Set task. Write out the lines of the listing below as a numbered list, beginning with the line that contains "TARGET: concrete floor" and continuing through the final line of the listing. Omit blank lines.

[Coordinate labeling data]
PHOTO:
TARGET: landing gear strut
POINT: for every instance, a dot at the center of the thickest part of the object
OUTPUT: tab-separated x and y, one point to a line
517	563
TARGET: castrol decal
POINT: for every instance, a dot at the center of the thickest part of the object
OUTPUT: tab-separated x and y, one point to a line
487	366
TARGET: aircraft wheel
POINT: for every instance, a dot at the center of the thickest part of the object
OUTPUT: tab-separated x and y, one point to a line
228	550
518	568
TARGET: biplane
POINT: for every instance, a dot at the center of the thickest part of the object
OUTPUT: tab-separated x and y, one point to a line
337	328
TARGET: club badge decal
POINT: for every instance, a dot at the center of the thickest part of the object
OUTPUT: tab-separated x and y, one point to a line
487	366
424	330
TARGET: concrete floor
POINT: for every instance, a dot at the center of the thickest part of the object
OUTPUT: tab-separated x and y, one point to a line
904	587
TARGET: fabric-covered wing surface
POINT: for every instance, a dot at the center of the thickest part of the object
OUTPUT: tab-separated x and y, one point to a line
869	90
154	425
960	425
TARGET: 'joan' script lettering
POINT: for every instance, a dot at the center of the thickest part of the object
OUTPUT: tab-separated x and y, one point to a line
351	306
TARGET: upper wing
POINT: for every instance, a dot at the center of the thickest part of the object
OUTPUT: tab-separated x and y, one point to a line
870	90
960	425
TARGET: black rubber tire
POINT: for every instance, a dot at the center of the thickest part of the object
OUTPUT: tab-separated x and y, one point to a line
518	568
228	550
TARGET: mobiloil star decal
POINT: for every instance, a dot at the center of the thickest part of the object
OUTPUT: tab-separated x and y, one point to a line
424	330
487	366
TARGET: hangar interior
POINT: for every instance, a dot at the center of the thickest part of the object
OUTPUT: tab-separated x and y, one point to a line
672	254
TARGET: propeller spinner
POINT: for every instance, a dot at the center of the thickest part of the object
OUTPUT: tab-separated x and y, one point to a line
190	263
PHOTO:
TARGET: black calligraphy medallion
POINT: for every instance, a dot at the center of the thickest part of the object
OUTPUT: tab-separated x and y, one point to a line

Reply.
1. TARGET: concrete floor
2. POINT: for every instance, a dot at the center of the thickest part of the object
3. OUTPUT: tab-separated x and y, one point to a line
4. 904	587
5. TARGET: fabric-covered wing surface
6. POINT: for every instance, a dot at the center of the thickest part of the object
7. OUTPUT: tab-separated x and y, one point to a line
8. 869	90
9. 154	425
10. 960	425
11. TARGET: 'joan' script lettering
12. POINT: for every instance, a dot at the center of the thickest part of the object
13. OUTPUT: tab-separated x and y, one point to a line
14. 351	306
15. TARGET: upper wing
16. POINT: for every instance, a dot at the center of the thickest part of the object
17. OUTPUT: tab-separated x and y, one point to a line
18. 870	90
19. 960	425
20. TARGET: black rubber tire
21. POINT: for every instance, a dot at the center of the thickest part of the object
22. OUTPUT: tab-separated x and y, one point to a line
23. 518	568
24. 228	550
25. TARGET: mobiloil star decal
26. POINT: for every instance, a dot at the center of the thickest part of the object
27. OUTPUT: tab-separated x and y, one point to a line
28. 424	330
29. 487	366
30. TARGET: hangar interior
31. POINT: for every instance, a dot at the center of the thickest part of the object
32. OUTPUT: tab-separated x and y, one point to a line
33. 672	254
34. TARGET: propeller spinner
35. POINT: for every instance, a dot at the center of the thickest part of the object
36. OUTPUT: tab-separated x and y, one point to a line
37. 190	263
38. PHOTO:
39. TARGET: black calligraphy medallion
40. POINT: for every instance, a dot at the center of the thickest part of the object
41. OUTPUT: tab-separated x and y, one point to a line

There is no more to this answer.